> _Tarefas propostas_
[A] No texto sobre a intervenção de Vítor Bento, que qualidades são atribuídas a ele como economista?
[B] Retome o texto sobre a intervenção de Vítor Bento a partir do ponto em que ele termina.

> _Excerto do texto_
Quanto a esta última intervenção, mesmo sem entrarmos de pleno em âmbitos fundamentais e próprios da Filosofia Política, ou logo em questões ideológicas (conquanto estas nunca possam ser escamoteadas nas respectivas funções e escalas!), deve ser dito aqui que muitas das suas reflexões, vindas aliás na linha de abordagens prévias (v.g. em http://www.youtube.com/watch?v=TaXilMs8250&feature=related), já haviam sido feitas anteriormente também por outros, embora com variantes de discurso e argumentos.

– De qualquer modo, como seria de aguardar de um Economista tão sério, ponderado e consciencioso como Vítor Bento, é sempre bom repensar, frontalmente e sem falsificações iníquas, as doenças do País, o remédio e o seu sucedâneo, como ele diz… Coisa que Passos Coelho, infeliz, irresponsável e incompetentemente, não soube, nem nunca certamente saberá fazer nem transmitir!

> _Dados disponíveis_
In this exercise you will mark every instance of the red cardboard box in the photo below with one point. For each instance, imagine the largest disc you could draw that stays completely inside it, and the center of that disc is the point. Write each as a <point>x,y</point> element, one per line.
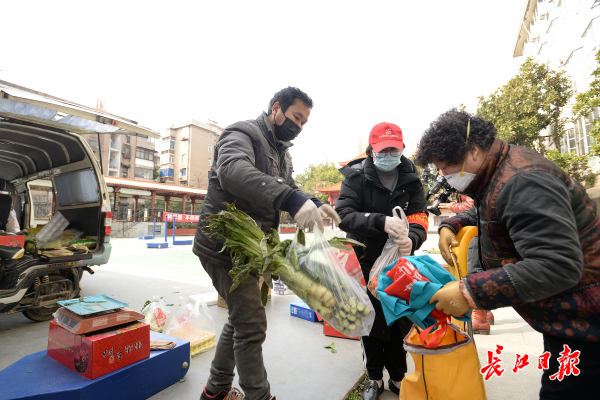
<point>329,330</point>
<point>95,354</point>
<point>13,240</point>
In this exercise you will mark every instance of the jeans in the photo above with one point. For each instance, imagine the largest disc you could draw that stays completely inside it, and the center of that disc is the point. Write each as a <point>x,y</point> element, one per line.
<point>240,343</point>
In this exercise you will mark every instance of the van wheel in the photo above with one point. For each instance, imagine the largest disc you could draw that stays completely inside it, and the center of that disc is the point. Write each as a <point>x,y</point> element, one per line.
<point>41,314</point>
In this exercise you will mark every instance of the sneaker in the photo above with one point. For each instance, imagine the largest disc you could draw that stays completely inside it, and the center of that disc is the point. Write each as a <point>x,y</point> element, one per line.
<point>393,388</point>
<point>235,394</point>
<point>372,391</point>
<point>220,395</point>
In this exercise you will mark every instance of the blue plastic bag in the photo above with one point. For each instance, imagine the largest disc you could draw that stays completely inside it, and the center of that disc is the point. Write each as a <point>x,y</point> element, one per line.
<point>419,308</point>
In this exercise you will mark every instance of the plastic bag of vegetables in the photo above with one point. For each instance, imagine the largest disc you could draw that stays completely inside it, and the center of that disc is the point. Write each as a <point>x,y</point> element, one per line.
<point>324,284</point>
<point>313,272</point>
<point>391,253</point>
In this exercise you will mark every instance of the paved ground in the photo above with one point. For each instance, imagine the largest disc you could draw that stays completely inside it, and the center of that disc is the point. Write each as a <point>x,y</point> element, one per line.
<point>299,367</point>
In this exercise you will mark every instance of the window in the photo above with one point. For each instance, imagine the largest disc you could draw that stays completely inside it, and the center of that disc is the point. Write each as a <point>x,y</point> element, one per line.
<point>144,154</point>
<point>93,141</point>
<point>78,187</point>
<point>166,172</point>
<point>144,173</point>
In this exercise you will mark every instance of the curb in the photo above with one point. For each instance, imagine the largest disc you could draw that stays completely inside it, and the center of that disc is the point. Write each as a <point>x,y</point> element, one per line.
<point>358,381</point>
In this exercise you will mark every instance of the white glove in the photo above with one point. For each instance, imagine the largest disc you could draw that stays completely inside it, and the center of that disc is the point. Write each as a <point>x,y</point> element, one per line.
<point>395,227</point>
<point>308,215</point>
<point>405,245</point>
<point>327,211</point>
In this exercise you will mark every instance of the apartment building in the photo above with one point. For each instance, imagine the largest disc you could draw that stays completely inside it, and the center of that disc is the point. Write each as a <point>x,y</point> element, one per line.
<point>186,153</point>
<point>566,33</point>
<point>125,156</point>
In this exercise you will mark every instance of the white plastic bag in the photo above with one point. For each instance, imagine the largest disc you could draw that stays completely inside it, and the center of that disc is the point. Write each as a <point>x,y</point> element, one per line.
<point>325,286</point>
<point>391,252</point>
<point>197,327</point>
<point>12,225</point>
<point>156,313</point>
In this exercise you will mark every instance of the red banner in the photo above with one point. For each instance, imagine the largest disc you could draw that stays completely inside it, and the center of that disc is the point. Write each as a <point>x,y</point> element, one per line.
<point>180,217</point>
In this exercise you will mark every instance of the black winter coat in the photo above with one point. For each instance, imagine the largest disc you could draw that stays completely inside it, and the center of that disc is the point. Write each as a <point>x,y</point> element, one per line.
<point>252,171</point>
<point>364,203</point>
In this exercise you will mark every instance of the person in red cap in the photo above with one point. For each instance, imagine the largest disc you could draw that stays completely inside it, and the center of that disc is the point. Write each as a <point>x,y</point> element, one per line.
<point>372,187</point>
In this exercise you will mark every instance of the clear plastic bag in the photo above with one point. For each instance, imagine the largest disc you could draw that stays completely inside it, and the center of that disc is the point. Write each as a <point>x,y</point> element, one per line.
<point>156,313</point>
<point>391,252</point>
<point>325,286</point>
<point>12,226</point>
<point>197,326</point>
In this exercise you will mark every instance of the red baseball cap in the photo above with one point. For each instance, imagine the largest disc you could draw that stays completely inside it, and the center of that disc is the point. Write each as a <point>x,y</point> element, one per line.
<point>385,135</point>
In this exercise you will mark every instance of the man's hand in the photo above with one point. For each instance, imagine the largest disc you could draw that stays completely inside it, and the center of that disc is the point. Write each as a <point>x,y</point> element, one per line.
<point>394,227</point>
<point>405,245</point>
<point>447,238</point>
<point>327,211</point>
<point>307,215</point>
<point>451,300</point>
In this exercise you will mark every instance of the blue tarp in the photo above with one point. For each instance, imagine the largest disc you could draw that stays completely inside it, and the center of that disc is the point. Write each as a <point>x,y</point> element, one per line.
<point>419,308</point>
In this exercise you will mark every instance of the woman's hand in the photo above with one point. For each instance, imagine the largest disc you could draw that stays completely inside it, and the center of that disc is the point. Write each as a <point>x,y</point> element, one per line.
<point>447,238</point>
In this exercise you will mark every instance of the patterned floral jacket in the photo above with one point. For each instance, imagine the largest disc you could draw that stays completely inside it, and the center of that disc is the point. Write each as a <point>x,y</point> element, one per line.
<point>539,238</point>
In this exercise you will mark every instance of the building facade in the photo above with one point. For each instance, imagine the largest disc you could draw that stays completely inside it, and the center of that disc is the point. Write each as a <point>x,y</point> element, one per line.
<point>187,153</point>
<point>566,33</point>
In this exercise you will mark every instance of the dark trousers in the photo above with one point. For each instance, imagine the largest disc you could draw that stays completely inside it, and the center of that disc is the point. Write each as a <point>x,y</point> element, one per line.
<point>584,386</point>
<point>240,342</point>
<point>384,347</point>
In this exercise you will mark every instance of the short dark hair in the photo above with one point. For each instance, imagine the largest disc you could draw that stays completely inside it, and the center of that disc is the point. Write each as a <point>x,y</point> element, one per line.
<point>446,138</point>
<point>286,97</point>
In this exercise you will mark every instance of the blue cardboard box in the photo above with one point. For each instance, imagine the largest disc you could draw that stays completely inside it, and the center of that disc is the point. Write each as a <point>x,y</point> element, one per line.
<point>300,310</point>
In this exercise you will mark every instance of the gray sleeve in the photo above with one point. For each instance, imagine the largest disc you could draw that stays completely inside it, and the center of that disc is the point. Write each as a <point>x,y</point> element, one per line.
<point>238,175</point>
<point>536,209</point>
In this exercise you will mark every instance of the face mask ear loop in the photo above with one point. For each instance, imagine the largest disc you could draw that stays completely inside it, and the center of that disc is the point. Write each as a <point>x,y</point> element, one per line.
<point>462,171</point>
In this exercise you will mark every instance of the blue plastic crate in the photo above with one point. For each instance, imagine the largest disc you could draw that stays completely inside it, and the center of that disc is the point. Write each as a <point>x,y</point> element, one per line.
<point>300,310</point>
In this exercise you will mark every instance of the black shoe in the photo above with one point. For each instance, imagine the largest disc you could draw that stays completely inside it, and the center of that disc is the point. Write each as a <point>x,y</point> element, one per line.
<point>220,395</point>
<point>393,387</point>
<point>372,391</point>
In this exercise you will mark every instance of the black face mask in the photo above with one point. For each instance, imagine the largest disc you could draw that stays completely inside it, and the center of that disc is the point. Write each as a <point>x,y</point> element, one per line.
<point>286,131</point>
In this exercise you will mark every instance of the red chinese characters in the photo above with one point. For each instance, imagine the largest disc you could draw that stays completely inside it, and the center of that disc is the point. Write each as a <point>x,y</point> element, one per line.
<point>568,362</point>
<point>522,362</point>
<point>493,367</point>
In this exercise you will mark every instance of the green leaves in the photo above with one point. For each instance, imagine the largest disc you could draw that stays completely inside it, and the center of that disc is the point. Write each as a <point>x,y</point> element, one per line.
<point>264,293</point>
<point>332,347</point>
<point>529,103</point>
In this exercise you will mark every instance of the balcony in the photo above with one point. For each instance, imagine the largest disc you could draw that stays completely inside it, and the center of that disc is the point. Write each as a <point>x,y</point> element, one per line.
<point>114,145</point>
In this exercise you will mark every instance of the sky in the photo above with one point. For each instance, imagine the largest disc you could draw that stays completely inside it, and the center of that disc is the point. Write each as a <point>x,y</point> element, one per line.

> _Respostas às tarefas_
[A] É descrito como um Economista sério, ponderado e consciencioso.

[B]
De resto, muitas das questões teóricas e práticas, quase todas afinal as aqui abordadas, andam irrecusavelmente centradas naquilo que na obra Economia, Moral e Política (Lisboa, FFMS, 2011) vem assumido assim:

– “Como se poderá verificar […], sustento, nomeadamente, que a Economia, enquanto estudo da realidade ou, mais propriamente, do comportamento humano relacionado com a actividade económica, é uma ciência positiva e, como tal, (praticamente) autónoma de considerações morais. Mas que a economia, enquanto actividade humana, funciona sempre em contextos morais. E que toda a acção que visa influenciar o funcionamento da economia, ou mesmo os juízos formulados sobre esse funcionamento e os seus resultados, são, sempre e por natureza, moralmente orientados e dependentes da escala de valores morais de quem julga ou de quem age (ou quer agir). E que uma tal acção pertence, também por natureza, à Política.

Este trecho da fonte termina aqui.